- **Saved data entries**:
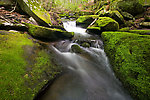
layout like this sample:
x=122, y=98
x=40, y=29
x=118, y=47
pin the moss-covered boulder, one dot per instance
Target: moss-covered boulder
x=131, y=6
x=129, y=55
x=25, y=66
x=34, y=9
x=85, y=21
x=141, y=32
x=7, y=3
x=145, y=24
x=104, y=24
x=127, y=16
x=113, y=14
x=4, y=25
x=48, y=34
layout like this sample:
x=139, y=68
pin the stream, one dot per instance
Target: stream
x=89, y=75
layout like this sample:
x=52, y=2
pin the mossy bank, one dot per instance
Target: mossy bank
x=25, y=66
x=129, y=55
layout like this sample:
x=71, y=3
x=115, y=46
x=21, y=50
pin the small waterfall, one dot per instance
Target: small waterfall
x=89, y=76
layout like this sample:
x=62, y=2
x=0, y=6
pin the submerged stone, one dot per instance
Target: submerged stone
x=85, y=21
x=35, y=10
x=48, y=34
x=130, y=57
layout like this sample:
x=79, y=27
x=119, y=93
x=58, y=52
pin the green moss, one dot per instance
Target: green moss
x=48, y=34
x=85, y=44
x=125, y=29
x=130, y=57
x=35, y=10
x=131, y=6
x=24, y=67
x=106, y=24
x=142, y=32
x=85, y=21
x=12, y=66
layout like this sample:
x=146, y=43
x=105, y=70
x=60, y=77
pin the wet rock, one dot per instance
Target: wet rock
x=85, y=21
x=95, y=30
x=85, y=44
x=48, y=34
x=7, y=3
x=114, y=15
x=125, y=29
x=105, y=24
x=35, y=10
x=10, y=26
x=130, y=57
x=147, y=18
x=131, y=6
x=76, y=48
x=25, y=66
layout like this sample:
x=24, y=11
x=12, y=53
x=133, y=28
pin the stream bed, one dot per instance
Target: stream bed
x=89, y=75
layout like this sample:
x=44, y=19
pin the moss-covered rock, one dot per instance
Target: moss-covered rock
x=34, y=9
x=125, y=29
x=85, y=21
x=131, y=6
x=85, y=44
x=7, y=3
x=25, y=67
x=127, y=16
x=105, y=24
x=141, y=32
x=11, y=26
x=95, y=30
x=48, y=34
x=129, y=55
x=145, y=24
x=113, y=14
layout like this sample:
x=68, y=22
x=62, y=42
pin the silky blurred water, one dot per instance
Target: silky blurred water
x=89, y=75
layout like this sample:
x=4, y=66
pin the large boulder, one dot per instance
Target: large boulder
x=48, y=34
x=35, y=10
x=7, y=3
x=113, y=14
x=129, y=55
x=25, y=66
x=103, y=24
x=85, y=21
x=131, y=6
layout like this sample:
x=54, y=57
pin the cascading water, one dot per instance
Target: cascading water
x=88, y=76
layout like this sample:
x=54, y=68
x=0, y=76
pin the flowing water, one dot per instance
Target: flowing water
x=89, y=75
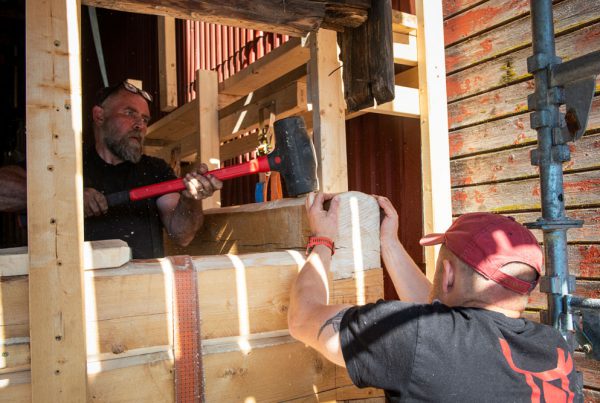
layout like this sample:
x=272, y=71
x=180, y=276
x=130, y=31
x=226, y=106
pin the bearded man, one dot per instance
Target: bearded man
x=116, y=163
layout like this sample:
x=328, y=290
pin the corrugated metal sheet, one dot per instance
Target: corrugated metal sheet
x=225, y=50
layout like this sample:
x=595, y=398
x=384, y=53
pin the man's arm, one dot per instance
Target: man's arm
x=409, y=281
x=13, y=189
x=310, y=318
x=181, y=214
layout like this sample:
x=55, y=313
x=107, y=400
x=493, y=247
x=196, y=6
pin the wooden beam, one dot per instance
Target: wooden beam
x=288, y=101
x=381, y=64
x=176, y=125
x=55, y=201
x=404, y=23
x=278, y=62
x=367, y=57
x=96, y=255
x=435, y=154
x=408, y=78
x=405, y=49
x=239, y=146
x=294, y=17
x=256, y=227
x=329, y=126
x=287, y=61
x=208, y=127
x=405, y=103
x=167, y=64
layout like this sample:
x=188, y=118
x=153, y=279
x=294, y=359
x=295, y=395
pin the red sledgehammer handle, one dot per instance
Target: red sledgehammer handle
x=260, y=164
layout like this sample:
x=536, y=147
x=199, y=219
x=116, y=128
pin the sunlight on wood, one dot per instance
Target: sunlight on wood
x=242, y=303
x=359, y=267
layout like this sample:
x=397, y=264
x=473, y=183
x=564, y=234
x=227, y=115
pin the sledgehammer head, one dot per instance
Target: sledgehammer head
x=294, y=156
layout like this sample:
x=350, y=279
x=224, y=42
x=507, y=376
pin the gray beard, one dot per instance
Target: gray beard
x=123, y=149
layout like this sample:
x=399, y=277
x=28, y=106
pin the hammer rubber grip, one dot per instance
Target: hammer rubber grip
x=260, y=164
x=116, y=199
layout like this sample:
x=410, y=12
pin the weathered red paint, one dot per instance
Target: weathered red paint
x=456, y=143
x=583, y=186
x=479, y=197
x=481, y=18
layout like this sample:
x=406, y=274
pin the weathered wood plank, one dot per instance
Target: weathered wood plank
x=234, y=374
x=482, y=17
x=96, y=255
x=503, y=133
x=405, y=103
x=258, y=227
x=512, y=67
x=589, y=233
x=129, y=307
x=568, y=14
x=492, y=105
x=451, y=7
x=516, y=163
x=581, y=189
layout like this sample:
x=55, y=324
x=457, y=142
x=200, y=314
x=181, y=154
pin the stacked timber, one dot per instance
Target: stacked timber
x=136, y=314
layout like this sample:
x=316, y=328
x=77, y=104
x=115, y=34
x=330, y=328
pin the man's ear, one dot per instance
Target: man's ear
x=98, y=114
x=448, y=273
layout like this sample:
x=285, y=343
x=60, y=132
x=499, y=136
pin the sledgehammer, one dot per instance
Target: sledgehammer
x=294, y=157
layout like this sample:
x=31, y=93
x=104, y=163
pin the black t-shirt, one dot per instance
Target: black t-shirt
x=433, y=353
x=137, y=223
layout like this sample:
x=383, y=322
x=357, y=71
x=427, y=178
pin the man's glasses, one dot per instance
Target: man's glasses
x=108, y=91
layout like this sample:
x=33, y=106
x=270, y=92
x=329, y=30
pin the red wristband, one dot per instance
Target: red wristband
x=319, y=240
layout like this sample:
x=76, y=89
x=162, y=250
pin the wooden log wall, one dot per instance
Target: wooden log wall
x=487, y=44
x=247, y=352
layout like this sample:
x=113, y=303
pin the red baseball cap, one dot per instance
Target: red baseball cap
x=487, y=242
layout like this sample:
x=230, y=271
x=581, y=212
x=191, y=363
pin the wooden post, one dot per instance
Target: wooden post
x=54, y=202
x=167, y=63
x=208, y=126
x=435, y=155
x=329, y=126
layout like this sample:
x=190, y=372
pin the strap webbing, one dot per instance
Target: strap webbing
x=188, y=375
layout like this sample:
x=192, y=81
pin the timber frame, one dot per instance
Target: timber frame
x=55, y=189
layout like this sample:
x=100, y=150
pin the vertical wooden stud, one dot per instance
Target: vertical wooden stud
x=167, y=63
x=208, y=126
x=55, y=201
x=435, y=155
x=329, y=126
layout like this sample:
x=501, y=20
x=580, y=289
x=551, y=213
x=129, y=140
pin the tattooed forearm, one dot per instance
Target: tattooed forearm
x=334, y=321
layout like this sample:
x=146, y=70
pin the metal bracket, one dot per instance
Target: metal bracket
x=578, y=99
x=587, y=327
x=545, y=225
x=553, y=285
x=540, y=61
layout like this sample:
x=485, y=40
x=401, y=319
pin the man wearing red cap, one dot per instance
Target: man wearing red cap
x=460, y=339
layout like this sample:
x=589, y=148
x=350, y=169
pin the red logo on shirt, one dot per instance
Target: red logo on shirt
x=551, y=393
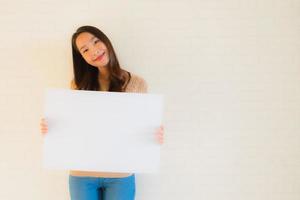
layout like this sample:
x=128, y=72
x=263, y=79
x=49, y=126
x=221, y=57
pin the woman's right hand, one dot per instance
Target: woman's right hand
x=44, y=126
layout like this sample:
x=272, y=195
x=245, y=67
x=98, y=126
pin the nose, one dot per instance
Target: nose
x=96, y=52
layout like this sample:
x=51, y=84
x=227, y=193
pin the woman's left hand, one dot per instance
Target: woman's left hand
x=160, y=134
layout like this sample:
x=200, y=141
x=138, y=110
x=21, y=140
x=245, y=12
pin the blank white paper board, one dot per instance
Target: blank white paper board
x=102, y=131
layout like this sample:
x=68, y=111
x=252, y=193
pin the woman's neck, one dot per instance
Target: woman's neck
x=103, y=74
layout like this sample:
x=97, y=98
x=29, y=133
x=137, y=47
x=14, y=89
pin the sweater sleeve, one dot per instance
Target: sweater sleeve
x=73, y=85
x=143, y=86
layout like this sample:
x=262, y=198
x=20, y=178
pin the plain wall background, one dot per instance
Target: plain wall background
x=229, y=71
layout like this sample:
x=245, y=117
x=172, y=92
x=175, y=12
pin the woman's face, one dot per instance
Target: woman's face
x=92, y=49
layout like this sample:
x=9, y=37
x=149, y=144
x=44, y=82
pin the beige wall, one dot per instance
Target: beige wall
x=229, y=71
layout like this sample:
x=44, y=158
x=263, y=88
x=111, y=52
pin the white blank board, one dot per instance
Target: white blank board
x=102, y=131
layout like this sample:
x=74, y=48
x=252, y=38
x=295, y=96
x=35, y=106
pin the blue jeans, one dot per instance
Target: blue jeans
x=95, y=188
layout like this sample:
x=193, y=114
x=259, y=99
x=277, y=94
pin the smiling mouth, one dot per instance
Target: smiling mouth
x=100, y=57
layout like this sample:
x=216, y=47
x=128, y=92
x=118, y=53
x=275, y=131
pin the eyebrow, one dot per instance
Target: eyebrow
x=89, y=42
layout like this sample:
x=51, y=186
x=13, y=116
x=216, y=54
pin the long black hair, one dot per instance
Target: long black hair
x=86, y=75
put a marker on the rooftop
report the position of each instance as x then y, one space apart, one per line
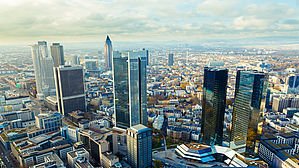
139 128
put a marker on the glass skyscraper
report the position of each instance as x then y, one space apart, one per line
250 99
57 54
170 59
43 68
70 91
130 99
108 53
139 144
213 104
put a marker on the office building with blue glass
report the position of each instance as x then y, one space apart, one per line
130 99
250 100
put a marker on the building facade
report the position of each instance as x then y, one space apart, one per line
250 99
292 84
170 59
57 54
108 53
139 144
43 68
70 89
130 97
213 104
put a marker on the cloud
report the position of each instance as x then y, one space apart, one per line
144 20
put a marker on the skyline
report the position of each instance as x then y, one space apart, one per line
151 20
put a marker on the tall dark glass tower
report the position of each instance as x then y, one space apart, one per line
213 107
170 59
130 99
108 53
57 54
69 81
250 99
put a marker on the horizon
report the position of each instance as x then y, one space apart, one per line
28 21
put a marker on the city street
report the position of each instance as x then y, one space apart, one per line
8 160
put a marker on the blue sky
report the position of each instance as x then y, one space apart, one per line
146 20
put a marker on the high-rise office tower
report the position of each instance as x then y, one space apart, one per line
75 60
147 56
57 54
69 81
91 65
170 59
139 144
129 75
213 104
43 68
250 100
108 53
292 84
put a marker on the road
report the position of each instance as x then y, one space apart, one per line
8 160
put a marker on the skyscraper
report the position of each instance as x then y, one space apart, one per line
108 53
250 99
147 56
43 68
69 81
130 99
75 60
214 102
139 144
170 59
292 84
57 54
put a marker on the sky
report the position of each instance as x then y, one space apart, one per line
26 21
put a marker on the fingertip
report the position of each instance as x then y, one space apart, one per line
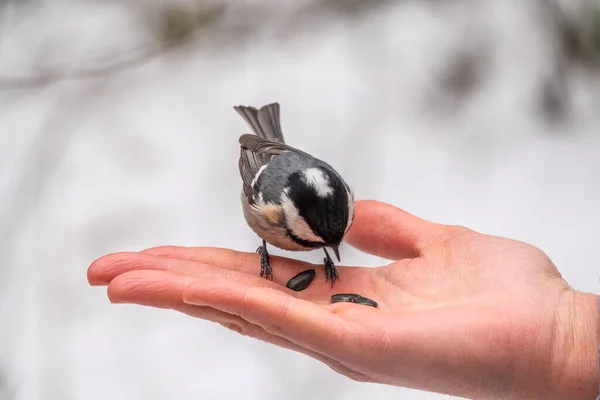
104 269
387 231
148 287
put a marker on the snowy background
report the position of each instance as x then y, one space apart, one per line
117 133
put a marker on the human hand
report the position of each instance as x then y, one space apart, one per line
460 313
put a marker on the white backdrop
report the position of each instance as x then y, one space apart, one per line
147 155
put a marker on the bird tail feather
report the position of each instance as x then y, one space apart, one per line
264 122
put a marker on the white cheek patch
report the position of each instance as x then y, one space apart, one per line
295 222
314 177
260 170
350 209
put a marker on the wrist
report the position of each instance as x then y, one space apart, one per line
575 364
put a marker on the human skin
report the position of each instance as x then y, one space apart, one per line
460 313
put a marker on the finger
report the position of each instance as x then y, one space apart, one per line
227 258
353 278
389 232
302 322
163 289
174 273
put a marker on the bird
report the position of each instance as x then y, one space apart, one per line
290 199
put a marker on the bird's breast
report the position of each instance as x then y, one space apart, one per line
267 220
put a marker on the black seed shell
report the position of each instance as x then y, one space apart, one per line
353 298
301 280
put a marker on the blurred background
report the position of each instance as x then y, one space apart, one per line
117 133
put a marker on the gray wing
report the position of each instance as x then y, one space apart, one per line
264 122
254 153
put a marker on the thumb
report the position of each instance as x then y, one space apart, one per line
389 232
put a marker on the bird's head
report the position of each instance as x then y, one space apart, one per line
318 207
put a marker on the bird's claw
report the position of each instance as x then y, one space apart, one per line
330 270
265 266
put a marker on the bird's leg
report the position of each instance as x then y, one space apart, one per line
264 261
330 270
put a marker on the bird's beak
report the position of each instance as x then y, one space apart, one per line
336 250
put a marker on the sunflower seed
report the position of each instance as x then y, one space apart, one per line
353 298
301 280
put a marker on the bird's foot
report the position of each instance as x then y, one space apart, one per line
265 266
330 270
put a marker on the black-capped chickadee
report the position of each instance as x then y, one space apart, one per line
290 199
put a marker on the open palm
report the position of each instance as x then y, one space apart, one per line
460 312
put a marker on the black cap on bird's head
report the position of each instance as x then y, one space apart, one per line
324 205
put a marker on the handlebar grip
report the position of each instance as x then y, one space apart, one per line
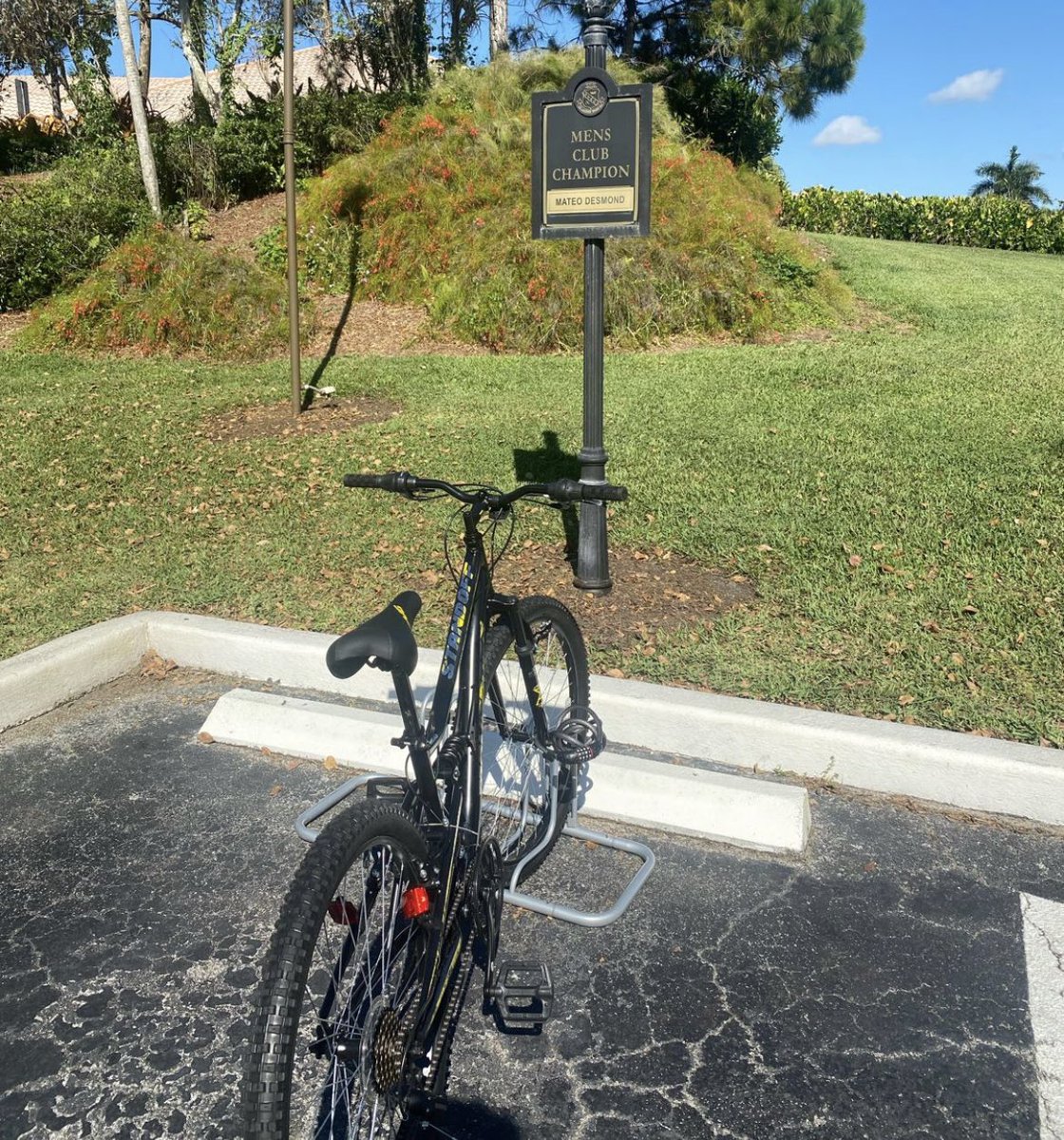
569 490
399 482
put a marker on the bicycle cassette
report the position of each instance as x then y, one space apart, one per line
579 736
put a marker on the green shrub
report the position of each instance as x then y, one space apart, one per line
990 222
162 292
27 147
243 157
437 211
52 233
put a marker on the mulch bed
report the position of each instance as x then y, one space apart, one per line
276 420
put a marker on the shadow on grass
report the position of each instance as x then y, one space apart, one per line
544 466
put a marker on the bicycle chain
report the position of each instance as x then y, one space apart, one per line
455 1000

- **Description of the task**: Restate exactly, please, only the lines between the start of the data and the line containing "pin the wet rock, one dot per instance", both ends included, skipping the pictures.

- **Finished task**:
layout like this sample:
x=122, y=98
x=40, y=29
x=118, y=47
pin the moss-covered boulder, one dot per instance
Target: moss-covered boulder
x=131, y=6
x=129, y=55
x=25, y=66
x=34, y=9
x=85, y=21
x=141, y=32
x=7, y=3
x=145, y=24
x=104, y=24
x=127, y=16
x=113, y=14
x=4, y=25
x=48, y=34
layout like this sample:
x=139, y=68
pin the stream, one dot per instance
Target: stream
x=89, y=75
layout like this sample:
x=52, y=2
pin the mossy bank, one dot per instance
Target: mossy bank
x=25, y=66
x=129, y=55
layout like this sample:
x=71, y=3
x=115, y=46
x=21, y=50
pin the small waterfall, one dot per instance
Target: small waterfall
x=89, y=76
layout like this sample:
x=62, y=2
x=0, y=6
pin the submerged stone, one dot per instance
Target: submerged stone
x=85, y=21
x=35, y=10
x=48, y=34
x=130, y=57
layout like this sample:
x=79, y=27
x=119, y=93
x=58, y=52
pin the green moss, one dot per instance
Target: green moss
x=48, y=34
x=85, y=44
x=125, y=29
x=130, y=57
x=35, y=10
x=131, y=6
x=24, y=67
x=106, y=24
x=142, y=32
x=85, y=21
x=12, y=66
layout like this sample:
x=146, y=43
x=105, y=70
x=60, y=77
pin the wet rock, one dot per instance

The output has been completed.